• **À faire**: Comptez les lignes des éléments ci-dessous qui contiennent la chaîne « person », en respectant la casse. Indiquez uniquement ce nombre.

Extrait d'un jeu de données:
****************************************

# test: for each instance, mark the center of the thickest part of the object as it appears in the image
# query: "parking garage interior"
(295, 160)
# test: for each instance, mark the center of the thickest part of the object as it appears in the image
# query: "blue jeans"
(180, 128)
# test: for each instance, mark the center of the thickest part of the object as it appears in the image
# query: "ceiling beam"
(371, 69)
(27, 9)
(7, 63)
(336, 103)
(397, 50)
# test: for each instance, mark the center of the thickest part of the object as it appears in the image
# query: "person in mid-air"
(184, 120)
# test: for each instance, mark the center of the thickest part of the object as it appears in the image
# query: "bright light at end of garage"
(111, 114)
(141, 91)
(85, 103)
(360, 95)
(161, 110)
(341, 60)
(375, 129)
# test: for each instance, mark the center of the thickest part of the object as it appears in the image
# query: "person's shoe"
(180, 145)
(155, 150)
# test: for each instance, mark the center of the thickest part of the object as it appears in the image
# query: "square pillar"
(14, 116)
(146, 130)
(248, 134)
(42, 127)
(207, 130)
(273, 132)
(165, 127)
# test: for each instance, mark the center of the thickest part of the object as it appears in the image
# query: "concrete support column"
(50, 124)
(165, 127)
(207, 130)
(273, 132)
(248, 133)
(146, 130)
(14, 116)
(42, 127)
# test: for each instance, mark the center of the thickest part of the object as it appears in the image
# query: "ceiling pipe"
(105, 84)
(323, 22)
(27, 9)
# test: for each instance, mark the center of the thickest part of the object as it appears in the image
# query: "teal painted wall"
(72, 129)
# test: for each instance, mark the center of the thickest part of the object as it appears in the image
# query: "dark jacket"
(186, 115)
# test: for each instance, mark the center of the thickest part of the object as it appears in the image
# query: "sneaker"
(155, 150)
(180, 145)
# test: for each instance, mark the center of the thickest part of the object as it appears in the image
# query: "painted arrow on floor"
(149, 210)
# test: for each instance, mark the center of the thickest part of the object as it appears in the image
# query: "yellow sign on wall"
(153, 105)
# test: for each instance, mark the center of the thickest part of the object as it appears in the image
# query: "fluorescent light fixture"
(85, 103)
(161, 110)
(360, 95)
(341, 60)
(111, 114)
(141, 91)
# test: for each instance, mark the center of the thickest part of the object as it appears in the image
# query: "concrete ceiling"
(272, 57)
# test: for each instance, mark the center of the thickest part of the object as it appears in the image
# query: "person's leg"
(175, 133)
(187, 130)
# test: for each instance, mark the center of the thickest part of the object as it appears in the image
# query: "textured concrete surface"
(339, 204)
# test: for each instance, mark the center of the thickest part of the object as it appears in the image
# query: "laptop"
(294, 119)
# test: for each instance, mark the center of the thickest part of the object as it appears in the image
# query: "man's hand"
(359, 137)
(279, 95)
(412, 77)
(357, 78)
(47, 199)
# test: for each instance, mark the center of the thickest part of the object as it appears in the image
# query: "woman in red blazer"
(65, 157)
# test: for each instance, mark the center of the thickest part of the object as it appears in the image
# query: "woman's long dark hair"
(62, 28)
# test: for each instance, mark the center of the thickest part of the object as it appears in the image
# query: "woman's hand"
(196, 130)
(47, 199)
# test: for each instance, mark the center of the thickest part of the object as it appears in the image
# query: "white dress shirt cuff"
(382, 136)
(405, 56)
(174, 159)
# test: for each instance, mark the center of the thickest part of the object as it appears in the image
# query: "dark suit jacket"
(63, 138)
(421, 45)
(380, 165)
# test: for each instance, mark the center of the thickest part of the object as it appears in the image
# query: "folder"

****************************************

• **Réponse**: 3